*Set tasks*.
- A) Answer these questions using the passage on diffusion pipelines:
(i) Which models does it name as having their own pipeline implementations?
(ii) Which function in the pipeline class defines the multi-step diffusion loop?
(iii) What value is assigned to neg_transformer_kwargs["cache_branch"]?
- B) From the passage on diffusion pipelines, list every key in the transformer_kwargs dictionary built for the positive prompt.
- C) Carry on the passage on diffusion pipelines from the point at which it stops.

*Provided text*.
The pipeline is the model-specific implementation that orchestrates the diffusion process. Different models (QwenImage, Wan2.2, Z-Image) have their own pipeline implementations.

Most pipeline implementation are referred from diffusers. The multi-step diffusion loop is usually the most time-consuming part during the overall inference process, which is defined by the diffuse function in the pipeline class. An example is as follows:

def diffuse(self, ...):
    for i, t in enumerate(timesteps):
        # Forward pass for positive prompt
        transformer_kwargs = {
            "hidden_states": latents,
            "timestep": timestep / 1000,
            "encoder_hidden_states": prompt_embeds,
        }
        noise_pred = self.transformer(**transformer_kwargs)[0]

        # Forward pass for negative prompt (CFG)
        if do_true_cfg:
            neg_transformer_kwargs = {...}
            neg_transformer_kwargs["cache_branch"] = "negative"
            neg_noise_pred = self.transformer(**neg_transformer_kwargs)[0]

            # Combine predictions
            comb_pred = neg_noise_pred + true_cfg_scale * (noise_pred - neg_noise_pred)
            noise_pred = comb_pred * (cond_norm / noise_norm)

[Stored records]
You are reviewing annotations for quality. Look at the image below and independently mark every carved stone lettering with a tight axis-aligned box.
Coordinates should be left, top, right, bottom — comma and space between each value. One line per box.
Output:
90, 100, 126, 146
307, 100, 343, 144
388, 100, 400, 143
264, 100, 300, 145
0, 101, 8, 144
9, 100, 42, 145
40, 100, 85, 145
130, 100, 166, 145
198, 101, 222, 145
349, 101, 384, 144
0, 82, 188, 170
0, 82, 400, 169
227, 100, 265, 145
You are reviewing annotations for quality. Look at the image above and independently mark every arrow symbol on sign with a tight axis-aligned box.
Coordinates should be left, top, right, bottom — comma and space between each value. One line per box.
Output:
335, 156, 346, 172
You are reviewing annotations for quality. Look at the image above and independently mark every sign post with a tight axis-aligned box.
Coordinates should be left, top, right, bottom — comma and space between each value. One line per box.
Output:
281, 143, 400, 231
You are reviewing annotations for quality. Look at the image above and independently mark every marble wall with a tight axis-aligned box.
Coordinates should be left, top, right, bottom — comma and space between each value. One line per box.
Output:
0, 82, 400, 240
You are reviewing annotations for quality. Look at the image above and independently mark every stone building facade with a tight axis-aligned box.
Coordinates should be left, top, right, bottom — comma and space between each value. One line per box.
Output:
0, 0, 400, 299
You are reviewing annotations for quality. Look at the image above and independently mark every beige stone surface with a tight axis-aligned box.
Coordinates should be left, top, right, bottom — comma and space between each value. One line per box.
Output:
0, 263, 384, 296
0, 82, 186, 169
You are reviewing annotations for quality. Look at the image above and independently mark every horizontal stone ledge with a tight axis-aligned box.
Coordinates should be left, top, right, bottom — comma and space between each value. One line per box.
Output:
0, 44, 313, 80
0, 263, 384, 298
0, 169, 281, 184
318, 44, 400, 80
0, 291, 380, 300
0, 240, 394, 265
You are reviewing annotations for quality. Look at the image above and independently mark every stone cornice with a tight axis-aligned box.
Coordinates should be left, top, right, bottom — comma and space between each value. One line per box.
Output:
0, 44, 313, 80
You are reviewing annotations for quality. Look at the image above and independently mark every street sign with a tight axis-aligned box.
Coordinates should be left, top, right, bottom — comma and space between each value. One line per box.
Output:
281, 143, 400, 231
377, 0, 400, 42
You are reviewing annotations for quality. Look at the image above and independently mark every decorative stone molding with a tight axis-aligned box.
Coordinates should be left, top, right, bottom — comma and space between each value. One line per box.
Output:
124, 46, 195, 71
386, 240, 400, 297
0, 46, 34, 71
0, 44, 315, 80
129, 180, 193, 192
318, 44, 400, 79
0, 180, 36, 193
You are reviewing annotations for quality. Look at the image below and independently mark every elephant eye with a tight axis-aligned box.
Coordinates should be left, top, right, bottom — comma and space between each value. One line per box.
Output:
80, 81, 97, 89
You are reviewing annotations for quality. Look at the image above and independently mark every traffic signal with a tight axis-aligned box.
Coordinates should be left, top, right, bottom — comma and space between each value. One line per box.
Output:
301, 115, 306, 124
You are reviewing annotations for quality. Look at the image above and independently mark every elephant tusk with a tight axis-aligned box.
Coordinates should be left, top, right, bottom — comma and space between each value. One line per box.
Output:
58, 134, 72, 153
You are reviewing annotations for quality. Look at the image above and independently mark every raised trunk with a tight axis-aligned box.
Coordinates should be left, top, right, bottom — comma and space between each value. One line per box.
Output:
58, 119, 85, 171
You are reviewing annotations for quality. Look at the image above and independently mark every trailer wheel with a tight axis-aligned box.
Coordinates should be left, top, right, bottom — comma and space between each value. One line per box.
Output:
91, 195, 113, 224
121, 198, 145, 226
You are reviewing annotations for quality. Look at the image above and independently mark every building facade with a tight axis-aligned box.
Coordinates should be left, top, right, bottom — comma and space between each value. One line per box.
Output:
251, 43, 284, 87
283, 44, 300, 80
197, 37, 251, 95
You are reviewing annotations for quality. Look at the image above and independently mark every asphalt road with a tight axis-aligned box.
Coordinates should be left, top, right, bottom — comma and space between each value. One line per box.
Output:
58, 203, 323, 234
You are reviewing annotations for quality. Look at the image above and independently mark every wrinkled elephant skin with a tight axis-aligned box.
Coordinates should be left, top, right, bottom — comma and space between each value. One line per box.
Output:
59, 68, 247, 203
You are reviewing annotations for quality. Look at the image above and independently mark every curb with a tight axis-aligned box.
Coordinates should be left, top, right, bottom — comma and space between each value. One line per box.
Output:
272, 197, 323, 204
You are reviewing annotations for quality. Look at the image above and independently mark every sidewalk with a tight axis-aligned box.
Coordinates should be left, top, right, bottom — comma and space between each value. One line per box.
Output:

*Results for each task*.
- A)
(i) QwenImage, Wan2.2, and Z-Image
(ii) The diffuse function
(iii) "negative"

- B) hidden_states, timestep, encoder_hidden_states

- C)
        # Scheduler step
        latents = self.scheduler.step(noise_pred, t, latents)[0]

    return latents

Key Features:

  • CFG Support: Handles classifier-free guidance with separate forward passes

  • Cache Branching: Uses cache_branch parameter for cache-aware execution

  • True CFG: Implements advanced CFG with norm preservation

To learn more about the diffusion pipeline and how to add a new diffusion pipeline, please view Adding Diffusion Model


5. Acceleration Components

5.1 Attention Backends

Location: vllm_omni/diffusion/attention/

Architecture

The attention system uses a role-aware backend selector pattern. Each Attention site declares a semantic role ("self", "cross", or a model-specific string). The selector consults the user's AttentionConfig to pick a backend per role and falls back to the platform default when nothing is configured.

Backend Selection

Location: vllm_omni/diffusion/attention/selector.py

class Attention(nn.Module):
    def __init__(self, num_heads, head_size, causal, softmax_scale, *,
                 role="self", role_category=None, ...):
        # Resolve backend for this role from the active OmniDiffusionConfig
        config = get_current_diffusion_config_or_none()
        attention_config = config.attention_config if config is not None else None
        attn_backend_cls, spec = get_attn_backend_for_role(
            role=role,
            head_size=head_size,
            attention_config=attention_config,
            role_category=role_category,
        )
        self.attn_impl_cls = attn_backend_cls.get_impl_cls()
        self.attention = self.attn_impl_cls(..., backend_kwargs=spec.extra if spec else None)

Available Backends:

  • FlashAttention (FLASH_ATTN): Memory-efficient kernel that dispatches to FA2/FA3 on CUDA, AITER on ROCm, and mindiesd on Ascend NPU.

  • SDPA (TORCH_SDPA): PyTorch's scaled dot-product attention — cross-platform fallback.

  • SageAttention (SAGE_ATTN): Quantized attention implementation from the SageAttention library.

These backends provide the kernel implementations for attention computation. For attention-level sequence parallelism strategies (Ring Attention, Ulysses), see Parallel Attention.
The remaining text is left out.